Exercise
Copy the listing from the line containing "Round 2, Clue: Find the dark-haired woman." through the line containing "378,138,518,370", substituting "Hint" for each "Clue" and keeping everything else unchanged.

Information provided
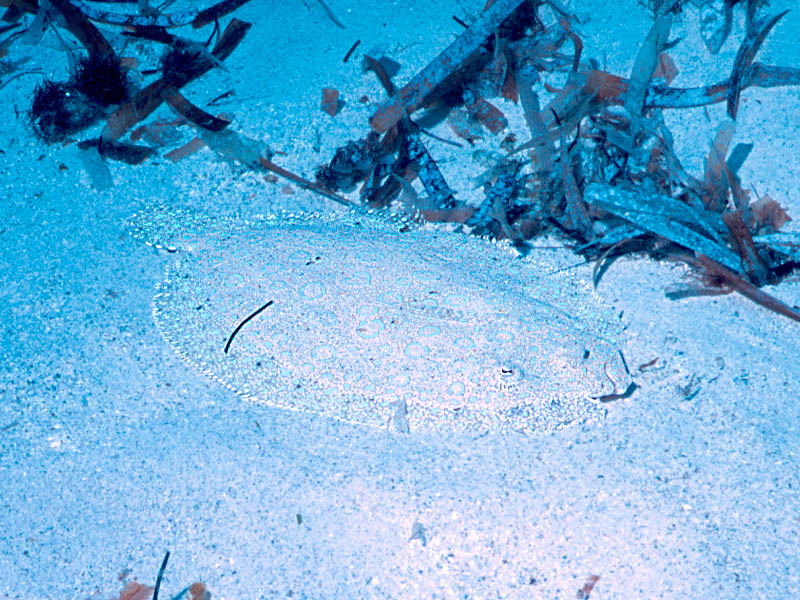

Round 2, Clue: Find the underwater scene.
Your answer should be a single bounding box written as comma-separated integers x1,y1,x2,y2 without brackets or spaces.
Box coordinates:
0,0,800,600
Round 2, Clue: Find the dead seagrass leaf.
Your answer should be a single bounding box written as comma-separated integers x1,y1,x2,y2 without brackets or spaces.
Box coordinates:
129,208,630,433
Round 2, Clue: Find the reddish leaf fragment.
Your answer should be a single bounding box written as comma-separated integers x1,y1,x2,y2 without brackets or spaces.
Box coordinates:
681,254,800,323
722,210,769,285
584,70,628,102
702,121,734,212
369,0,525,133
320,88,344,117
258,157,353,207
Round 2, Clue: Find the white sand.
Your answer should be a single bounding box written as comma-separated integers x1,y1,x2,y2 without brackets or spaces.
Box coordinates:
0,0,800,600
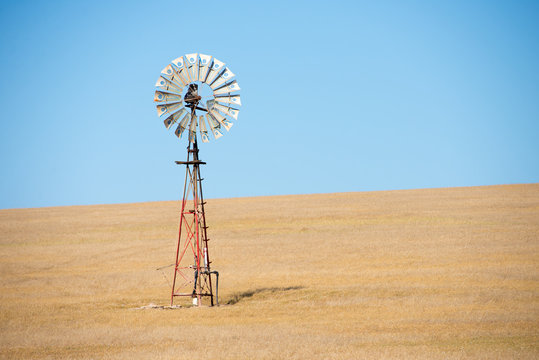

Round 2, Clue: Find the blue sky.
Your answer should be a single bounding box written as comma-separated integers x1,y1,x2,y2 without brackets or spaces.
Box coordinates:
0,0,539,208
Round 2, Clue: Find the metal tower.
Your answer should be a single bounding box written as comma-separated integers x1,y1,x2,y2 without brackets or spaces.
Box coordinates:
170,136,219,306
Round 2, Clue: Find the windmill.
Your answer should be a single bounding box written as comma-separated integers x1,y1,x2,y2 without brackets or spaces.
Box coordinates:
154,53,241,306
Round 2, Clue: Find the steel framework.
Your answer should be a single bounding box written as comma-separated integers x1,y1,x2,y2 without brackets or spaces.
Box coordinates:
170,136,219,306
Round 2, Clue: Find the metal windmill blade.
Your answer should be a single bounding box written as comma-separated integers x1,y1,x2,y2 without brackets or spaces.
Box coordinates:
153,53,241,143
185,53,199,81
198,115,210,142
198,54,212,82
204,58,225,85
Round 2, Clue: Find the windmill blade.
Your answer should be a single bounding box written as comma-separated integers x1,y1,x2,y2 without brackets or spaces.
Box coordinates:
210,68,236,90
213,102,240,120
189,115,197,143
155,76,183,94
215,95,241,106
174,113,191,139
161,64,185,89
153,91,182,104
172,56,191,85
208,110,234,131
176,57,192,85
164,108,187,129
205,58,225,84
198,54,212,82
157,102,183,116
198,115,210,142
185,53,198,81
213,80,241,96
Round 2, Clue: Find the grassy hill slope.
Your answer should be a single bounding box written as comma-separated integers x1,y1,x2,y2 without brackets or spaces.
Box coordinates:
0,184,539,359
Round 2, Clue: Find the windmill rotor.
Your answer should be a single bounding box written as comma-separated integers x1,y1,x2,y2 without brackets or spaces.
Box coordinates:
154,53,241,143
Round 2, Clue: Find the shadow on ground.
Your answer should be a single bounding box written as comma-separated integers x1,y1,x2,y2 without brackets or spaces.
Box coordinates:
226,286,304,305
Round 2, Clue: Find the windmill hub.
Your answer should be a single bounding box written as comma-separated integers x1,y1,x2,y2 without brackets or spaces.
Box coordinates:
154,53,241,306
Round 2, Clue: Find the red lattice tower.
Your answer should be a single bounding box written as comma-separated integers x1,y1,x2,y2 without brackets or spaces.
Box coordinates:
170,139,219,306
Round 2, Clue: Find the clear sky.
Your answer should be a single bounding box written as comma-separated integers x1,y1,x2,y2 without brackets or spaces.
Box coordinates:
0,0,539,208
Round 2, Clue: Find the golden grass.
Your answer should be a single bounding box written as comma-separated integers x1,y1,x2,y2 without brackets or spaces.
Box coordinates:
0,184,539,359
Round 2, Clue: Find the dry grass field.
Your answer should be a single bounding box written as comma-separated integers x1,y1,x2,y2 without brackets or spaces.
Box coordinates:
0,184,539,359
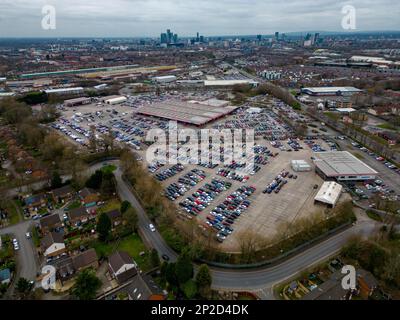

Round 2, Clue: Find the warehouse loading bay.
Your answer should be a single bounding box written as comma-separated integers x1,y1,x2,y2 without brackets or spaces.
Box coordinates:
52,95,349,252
...
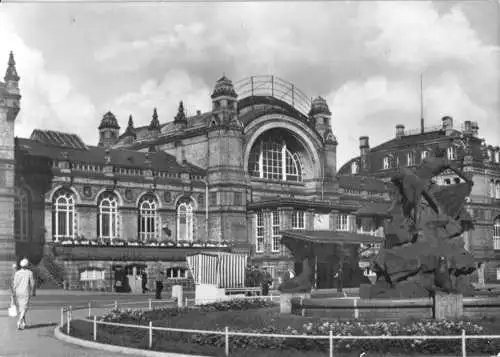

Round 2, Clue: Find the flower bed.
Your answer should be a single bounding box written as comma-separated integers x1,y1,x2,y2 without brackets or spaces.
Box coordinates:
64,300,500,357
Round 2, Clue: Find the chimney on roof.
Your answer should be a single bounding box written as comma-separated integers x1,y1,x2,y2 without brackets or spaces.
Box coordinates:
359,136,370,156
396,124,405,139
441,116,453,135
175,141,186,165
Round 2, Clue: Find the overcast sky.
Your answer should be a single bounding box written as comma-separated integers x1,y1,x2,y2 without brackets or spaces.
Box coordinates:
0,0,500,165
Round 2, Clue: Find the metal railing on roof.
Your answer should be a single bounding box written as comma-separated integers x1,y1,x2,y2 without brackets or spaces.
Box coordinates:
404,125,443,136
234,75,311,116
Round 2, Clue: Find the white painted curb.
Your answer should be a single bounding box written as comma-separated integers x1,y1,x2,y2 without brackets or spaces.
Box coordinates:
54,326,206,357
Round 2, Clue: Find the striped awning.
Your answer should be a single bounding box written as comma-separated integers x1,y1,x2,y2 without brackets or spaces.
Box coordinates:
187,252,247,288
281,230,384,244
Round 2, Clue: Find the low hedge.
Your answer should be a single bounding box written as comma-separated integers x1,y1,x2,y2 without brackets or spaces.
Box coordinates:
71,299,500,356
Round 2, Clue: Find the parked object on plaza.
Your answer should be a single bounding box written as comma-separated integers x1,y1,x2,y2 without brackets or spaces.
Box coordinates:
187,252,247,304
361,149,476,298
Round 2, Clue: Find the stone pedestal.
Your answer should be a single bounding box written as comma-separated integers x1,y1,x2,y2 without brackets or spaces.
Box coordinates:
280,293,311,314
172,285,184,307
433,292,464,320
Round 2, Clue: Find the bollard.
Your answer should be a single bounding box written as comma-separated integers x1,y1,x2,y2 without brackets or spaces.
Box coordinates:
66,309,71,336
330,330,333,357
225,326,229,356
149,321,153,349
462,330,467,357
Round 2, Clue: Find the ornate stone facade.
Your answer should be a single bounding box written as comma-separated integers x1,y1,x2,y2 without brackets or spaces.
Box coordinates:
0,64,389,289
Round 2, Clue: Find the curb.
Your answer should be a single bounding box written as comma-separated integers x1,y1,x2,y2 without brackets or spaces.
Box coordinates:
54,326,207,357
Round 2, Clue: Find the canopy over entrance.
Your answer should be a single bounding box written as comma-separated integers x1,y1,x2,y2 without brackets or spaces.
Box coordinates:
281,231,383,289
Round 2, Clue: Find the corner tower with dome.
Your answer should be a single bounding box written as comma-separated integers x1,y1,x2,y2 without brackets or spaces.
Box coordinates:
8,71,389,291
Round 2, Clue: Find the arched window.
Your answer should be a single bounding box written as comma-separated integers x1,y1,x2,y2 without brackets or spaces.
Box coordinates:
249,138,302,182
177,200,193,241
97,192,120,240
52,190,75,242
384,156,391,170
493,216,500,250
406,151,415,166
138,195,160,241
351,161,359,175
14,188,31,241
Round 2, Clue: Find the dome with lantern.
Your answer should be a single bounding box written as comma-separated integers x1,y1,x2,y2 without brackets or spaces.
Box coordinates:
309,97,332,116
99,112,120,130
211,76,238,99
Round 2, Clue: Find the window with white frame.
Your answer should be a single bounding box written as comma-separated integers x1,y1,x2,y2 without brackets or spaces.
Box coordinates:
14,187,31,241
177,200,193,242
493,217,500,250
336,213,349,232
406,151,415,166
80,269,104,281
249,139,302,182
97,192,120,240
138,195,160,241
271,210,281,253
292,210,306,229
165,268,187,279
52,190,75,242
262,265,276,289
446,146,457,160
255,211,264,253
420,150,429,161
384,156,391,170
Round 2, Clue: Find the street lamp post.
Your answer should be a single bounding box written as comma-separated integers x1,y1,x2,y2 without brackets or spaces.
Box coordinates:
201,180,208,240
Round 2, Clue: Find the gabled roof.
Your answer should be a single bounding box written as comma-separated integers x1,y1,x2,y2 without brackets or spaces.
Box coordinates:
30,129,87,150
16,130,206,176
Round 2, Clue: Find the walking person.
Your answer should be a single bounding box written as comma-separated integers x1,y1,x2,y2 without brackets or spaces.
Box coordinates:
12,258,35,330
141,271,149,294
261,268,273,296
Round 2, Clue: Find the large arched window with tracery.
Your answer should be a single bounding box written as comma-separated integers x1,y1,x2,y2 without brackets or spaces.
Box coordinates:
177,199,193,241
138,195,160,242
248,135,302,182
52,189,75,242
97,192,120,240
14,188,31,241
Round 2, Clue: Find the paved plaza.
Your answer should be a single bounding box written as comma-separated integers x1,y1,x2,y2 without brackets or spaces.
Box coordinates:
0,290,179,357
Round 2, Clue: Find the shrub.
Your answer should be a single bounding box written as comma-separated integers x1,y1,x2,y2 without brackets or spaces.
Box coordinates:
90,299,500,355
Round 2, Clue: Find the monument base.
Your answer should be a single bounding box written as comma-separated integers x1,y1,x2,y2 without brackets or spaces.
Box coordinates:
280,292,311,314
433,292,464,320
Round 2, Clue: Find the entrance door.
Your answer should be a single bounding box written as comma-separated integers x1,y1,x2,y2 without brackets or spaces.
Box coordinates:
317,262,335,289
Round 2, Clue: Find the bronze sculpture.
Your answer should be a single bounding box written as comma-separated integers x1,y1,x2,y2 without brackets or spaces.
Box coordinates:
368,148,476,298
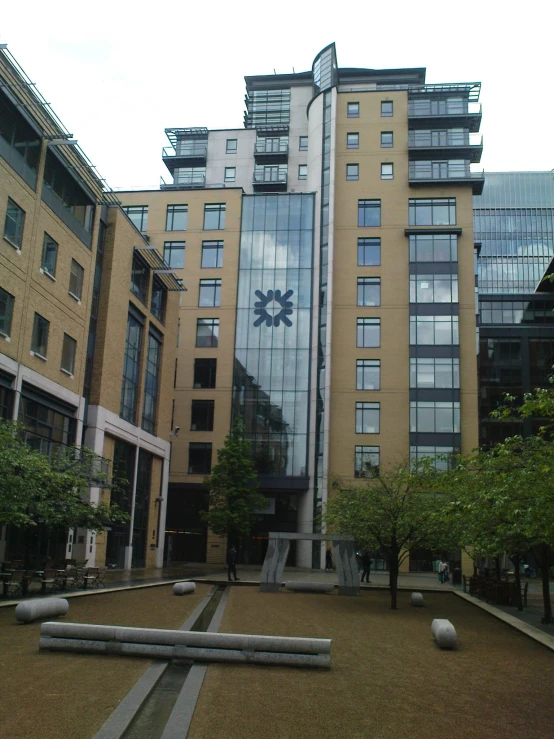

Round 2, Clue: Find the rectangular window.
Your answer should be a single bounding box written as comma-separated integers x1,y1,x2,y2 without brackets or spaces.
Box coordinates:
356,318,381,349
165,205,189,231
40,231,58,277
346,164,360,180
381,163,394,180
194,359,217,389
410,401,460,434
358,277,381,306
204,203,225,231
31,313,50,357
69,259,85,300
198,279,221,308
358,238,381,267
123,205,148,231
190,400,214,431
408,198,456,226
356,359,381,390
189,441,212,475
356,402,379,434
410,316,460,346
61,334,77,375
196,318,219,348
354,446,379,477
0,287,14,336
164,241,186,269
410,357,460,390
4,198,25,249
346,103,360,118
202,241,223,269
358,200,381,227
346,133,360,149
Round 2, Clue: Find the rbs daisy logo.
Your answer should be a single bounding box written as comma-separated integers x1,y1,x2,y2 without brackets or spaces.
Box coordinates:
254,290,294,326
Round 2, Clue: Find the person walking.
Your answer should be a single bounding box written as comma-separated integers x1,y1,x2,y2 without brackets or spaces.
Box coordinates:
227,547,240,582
* * *
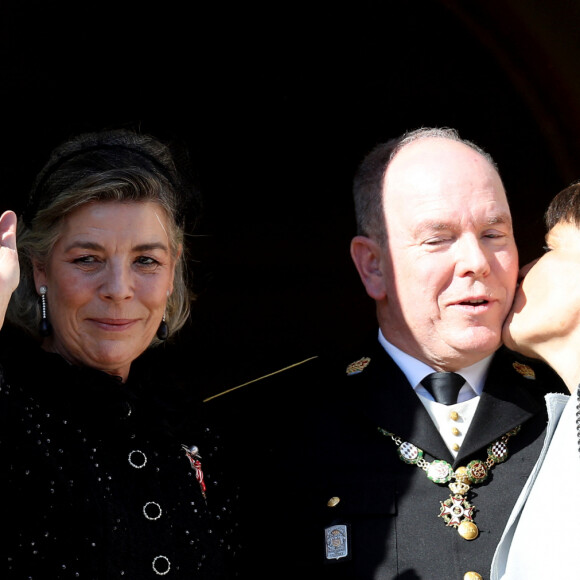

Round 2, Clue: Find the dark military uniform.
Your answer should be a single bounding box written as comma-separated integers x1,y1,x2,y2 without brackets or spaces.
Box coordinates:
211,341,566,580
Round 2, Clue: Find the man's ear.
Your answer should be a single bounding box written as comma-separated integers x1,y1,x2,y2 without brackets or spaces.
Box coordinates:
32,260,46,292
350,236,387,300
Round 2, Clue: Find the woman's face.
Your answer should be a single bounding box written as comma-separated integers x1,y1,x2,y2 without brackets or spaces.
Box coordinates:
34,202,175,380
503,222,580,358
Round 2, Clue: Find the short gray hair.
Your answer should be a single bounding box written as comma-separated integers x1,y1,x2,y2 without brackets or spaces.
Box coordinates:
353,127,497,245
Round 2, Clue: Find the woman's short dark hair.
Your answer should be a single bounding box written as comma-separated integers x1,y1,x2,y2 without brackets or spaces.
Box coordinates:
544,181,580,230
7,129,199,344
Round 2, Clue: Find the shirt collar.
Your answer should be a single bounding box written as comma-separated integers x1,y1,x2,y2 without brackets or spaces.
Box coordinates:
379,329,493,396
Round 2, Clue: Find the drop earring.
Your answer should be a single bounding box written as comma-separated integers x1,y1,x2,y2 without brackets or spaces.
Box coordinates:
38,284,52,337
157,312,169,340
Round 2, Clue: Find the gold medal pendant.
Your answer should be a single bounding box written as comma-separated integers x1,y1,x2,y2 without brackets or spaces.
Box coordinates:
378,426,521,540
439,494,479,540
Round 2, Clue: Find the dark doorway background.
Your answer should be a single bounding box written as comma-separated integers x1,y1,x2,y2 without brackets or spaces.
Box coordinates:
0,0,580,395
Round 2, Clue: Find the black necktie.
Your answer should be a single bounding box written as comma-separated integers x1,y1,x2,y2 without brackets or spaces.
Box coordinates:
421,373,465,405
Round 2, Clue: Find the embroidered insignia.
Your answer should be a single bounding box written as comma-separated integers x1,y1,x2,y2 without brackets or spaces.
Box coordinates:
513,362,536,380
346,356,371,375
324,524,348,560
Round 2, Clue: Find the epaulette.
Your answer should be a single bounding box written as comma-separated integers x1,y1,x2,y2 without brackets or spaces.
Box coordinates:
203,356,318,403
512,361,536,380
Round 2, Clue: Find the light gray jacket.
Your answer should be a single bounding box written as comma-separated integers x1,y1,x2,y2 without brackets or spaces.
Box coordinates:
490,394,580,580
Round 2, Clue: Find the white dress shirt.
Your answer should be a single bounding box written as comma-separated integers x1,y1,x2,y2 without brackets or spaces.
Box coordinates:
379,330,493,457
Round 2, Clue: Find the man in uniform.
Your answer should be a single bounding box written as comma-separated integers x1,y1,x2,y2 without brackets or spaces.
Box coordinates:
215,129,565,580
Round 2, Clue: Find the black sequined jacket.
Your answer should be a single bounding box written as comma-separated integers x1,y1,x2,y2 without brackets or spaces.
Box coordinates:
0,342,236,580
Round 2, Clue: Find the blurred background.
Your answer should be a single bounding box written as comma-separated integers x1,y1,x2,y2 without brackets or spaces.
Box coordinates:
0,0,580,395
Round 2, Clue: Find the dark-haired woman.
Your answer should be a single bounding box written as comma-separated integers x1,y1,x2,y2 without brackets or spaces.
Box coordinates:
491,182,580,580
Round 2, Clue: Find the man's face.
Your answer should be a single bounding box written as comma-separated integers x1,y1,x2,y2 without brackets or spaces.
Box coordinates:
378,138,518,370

Written response
Round 2, Hint: Find the dark-haired woman.
Your answer should be a single bounding box written as comma-separated integers x1,y1,x2,y2 without brackets or spaces.
Box coordinates:
491,182,580,580
Round 2, Hint: Find the man's face.
Your answer should be a single bounding box written as comma-separated integers x1,y1,x2,y2 without brackets or spaces.
Box coordinates:
378,138,518,370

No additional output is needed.